WHAT TO DO:
Below is a set of entries; give all of them again exactly.
RECORDS Start Marker
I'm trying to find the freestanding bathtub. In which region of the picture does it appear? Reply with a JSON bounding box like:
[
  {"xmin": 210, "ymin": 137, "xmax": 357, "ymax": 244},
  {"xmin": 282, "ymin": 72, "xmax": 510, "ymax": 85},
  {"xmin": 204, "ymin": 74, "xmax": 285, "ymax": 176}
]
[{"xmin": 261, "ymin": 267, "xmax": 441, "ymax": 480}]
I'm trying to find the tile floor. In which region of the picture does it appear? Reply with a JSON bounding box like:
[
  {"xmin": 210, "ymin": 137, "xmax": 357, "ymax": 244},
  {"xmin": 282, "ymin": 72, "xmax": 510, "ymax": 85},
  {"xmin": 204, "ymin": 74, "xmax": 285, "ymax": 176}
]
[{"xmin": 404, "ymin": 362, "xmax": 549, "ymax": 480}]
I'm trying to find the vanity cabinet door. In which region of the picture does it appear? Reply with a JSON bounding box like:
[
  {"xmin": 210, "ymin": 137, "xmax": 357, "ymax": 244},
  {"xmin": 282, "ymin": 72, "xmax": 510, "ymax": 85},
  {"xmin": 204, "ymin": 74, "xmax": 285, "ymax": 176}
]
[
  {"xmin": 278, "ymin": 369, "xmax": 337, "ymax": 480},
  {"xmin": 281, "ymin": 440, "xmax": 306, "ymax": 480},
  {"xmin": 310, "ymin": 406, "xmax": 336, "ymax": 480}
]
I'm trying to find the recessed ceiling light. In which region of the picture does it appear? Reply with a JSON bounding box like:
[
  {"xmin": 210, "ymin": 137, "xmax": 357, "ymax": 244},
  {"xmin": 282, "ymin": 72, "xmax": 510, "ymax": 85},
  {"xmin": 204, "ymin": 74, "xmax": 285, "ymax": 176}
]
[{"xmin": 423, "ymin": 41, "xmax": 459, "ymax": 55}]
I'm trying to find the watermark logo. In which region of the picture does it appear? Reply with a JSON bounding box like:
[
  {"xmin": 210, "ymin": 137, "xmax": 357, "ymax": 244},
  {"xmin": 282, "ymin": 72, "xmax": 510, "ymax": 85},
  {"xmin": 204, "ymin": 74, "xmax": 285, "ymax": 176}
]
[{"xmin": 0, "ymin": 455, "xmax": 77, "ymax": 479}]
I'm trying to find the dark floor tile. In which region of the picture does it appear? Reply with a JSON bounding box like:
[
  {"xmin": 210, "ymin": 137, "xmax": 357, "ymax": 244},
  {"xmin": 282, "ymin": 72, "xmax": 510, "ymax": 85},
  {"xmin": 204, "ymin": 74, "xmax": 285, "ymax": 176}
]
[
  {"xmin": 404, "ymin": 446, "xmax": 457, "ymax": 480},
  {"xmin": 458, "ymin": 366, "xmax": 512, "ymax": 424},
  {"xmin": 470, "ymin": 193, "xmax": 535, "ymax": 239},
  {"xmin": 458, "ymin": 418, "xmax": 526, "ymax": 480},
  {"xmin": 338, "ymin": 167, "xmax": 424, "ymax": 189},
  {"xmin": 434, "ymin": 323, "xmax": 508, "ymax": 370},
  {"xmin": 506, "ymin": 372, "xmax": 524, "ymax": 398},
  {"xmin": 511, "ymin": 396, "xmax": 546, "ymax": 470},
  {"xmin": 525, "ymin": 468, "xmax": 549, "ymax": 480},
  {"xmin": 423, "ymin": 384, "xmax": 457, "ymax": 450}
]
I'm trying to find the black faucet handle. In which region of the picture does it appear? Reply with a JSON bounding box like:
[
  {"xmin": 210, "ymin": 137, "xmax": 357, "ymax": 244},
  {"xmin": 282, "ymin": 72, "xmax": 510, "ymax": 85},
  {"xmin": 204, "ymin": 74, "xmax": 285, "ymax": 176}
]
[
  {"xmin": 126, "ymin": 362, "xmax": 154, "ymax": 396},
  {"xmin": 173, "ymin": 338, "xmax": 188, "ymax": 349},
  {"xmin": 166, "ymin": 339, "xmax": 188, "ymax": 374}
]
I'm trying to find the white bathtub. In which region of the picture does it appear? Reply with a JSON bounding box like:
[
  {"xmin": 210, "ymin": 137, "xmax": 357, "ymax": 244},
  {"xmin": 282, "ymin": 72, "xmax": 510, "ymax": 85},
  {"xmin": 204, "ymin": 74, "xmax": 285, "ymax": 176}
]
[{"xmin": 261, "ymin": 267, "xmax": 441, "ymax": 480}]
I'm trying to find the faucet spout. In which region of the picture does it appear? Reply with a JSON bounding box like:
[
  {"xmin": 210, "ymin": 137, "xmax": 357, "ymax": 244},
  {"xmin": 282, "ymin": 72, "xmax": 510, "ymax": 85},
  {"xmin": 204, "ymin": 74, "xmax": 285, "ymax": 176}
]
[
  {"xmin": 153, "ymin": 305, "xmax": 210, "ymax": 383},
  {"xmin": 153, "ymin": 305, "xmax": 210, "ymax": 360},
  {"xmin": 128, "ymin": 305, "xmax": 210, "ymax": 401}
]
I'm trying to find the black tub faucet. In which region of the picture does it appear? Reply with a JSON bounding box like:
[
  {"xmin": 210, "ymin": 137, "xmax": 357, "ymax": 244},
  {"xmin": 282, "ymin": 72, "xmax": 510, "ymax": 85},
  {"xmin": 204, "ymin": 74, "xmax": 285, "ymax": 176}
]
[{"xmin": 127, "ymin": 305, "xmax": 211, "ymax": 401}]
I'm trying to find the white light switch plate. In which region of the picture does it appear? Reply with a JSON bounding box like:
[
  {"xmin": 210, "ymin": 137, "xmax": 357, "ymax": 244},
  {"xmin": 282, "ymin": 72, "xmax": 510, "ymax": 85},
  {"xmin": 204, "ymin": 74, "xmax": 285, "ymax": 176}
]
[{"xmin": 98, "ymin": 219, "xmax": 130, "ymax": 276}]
RECORDS End Marker
ANSWER TO THE PROBLEM:
I'm trying to find the freestanding bathtub. In which region of the picture does it appear? Reply with a JSON bounding box like:
[
  {"xmin": 210, "ymin": 137, "xmax": 357, "ymax": 244},
  {"xmin": 282, "ymin": 72, "xmax": 510, "ymax": 85},
  {"xmin": 204, "ymin": 74, "xmax": 285, "ymax": 176}
]
[{"xmin": 261, "ymin": 267, "xmax": 441, "ymax": 480}]
I'm trying to find the tile floor. In which region of the picture does it appear? Reply with a JSON bounding box like:
[
  {"xmin": 210, "ymin": 137, "xmax": 357, "ymax": 244},
  {"xmin": 282, "ymin": 72, "xmax": 510, "ymax": 85},
  {"xmin": 204, "ymin": 74, "xmax": 285, "ymax": 176}
]
[{"xmin": 404, "ymin": 362, "xmax": 549, "ymax": 480}]
I'm trying to find the vanity cabinet door. In which region of the picture does it appear? Reply with a JSON bounding box like:
[
  {"xmin": 210, "ymin": 137, "xmax": 357, "ymax": 244},
  {"xmin": 282, "ymin": 72, "xmax": 510, "ymax": 85},
  {"xmin": 204, "ymin": 74, "xmax": 285, "ymax": 176}
]
[
  {"xmin": 278, "ymin": 369, "xmax": 337, "ymax": 480},
  {"xmin": 281, "ymin": 440, "xmax": 306, "ymax": 480},
  {"xmin": 310, "ymin": 406, "xmax": 336, "ymax": 480}
]
I'm trying to find the recessed ceiling light. In which region of the picture does it appear? Reply with a JSON bounding box like:
[
  {"xmin": 210, "ymin": 137, "xmax": 357, "ymax": 244},
  {"xmin": 282, "ymin": 72, "xmax": 510, "ymax": 85},
  {"xmin": 204, "ymin": 74, "xmax": 285, "ymax": 176}
]
[{"xmin": 423, "ymin": 41, "xmax": 459, "ymax": 55}]
I'm trying to find the watermark logo. In which region of the picture does it appear? Reply with a JSON bounding box like:
[
  {"xmin": 210, "ymin": 137, "xmax": 357, "ymax": 244},
  {"xmin": 282, "ymin": 72, "xmax": 510, "ymax": 85},
  {"xmin": 204, "ymin": 74, "xmax": 285, "ymax": 176}
]
[{"xmin": 0, "ymin": 455, "xmax": 77, "ymax": 479}]
I'm trying to find the dark floor tile. In which region of the picture does it appear? Reply with a JSON bounding box like:
[
  {"xmin": 210, "ymin": 137, "xmax": 357, "ymax": 244},
  {"xmin": 282, "ymin": 72, "xmax": 510, "ymax": 85},
  {"xmin": 204, "ymin": 74, "xmax": 285, "ymax": 176}
]
[
  {"xmin": 404, "ymin": 446, "xmax": 457, "ymax": 480},
  {"xmin": 458, "ymin": 366, "xmax": 512, "ymax": 424},
  {"xmin": 470, "ymin": 193, "xmax": 535, "ymax": 239},
  {"xmin": 458, "ymin": 418, "xmax": 526, "ymax": 480},
  {"xmin": 338, "ymin": 167, "xmax": 424, "ymax": 189},
  {"xmin": 434, "ymin": 323, "xmax": 508, "ymax": 370},
  {"xmin": 506, "ymin": 372, "xmax": 524, "ymax": 398},
  {"xmin": 511, "ymin": 396, "xmax": 546, "ymax": 470},
  {"xmin": 525, "ymin": 468, "xmax": 549, "ymax": 480},
  {"xmin": 423, "ymin": 384, "xmax": 457, "ymax": 450}
]
I'm trying to find the black faucet handle. In which region of the picture does it appear? Reply with a JSON bounding box like:
[
  {"xmin": 210, "ymin": 137, "xmax": 357, "ymax": 244},
  {"xmin": 282, "ymin": 72, "xmax": 510, "ymax": 85},
  {"xmin": 204, "ymin": 74, "xmax": 285, "ymax": 176}
]
[
  {"xmin": 126, "ymin": 362, "xmax": 154, "ymax": 396},
  {"xmin": 173, "ymin": 338, "xmax": 188, "ymax": 349},
  {"xmin": 166, "ymin": 339, "xmax": 188, "ymax": 374}
]
I'm trying to find the white bathtub. In which region of the picture does it appear? Reply with a JSON bounding box like:
[
  {"xmin": 210, "ymin": 137, "xmax": 357, "ymax": 244},
  {"xmin": 282, "ymin": 72, "xmax": 510, "ymax": 85},
  {"xmin": 204, "ymin": 74, "xmax": 285, "ymax": 176}
]
[{"xmin": 261, "ymin": 267, "xmax": 441, "ymax": 480}]
I'm trying to find the faucet spout. In which region of the picture does it appear? Reply with a JSON bounding box like:
[
  {"xmin": 210, "ymin": 137, "xmax": 357, "ymax": 244},
  {"xmin": 282, "ymin": 72, "xmax": 510, "ymax": 85},
  {"xmin": 204, "ymin": 74, "xmax": 285, "ymax": 176}
]
[
  {"xmin": 153, "ymin": 305, "xmax": 210, "ymax": 383},
  {"xmin": 153, "ymin": 305, "xmax": 210, "ymax": 360},
  {"xmin": 128, "ymin": 305, "xmax": 210, "ymax": 401}
]
I'm trying to find the black tub faucet. In which region of the picture does it appear? Reply with a JSON bounding box like:
[
  {"xmin": 210, "ymin": 137, "xmax": 357, "ymax": 244},
  {"xmin": 282, "ymin": 72, "xmax": 510, "ymax": 85},
  {"xmin": 204, "ymin": 74, "xmax": 285, "ymax": 176}
]
[{"xmin": 127, "ymin": 305, "xmax": 211, "ymax": 401}]
I'm trying to find the white light switch plate. In which region of the picture does it appear? Reply with a JSON bounding box like:
[
  {"xmin": 210, "ymin": 137, "xmax": 357, "ymax": 244},
  {"xmin": 282, "ymin": 72, "xmax": 510, "ymax": 85},
  {"xmin": 204, "ymin": 74, "xmax": 285, "ymax": 176}
]
[{"xmin": 98, "ymin": 219, "xmax": 130, "ymax": 276}]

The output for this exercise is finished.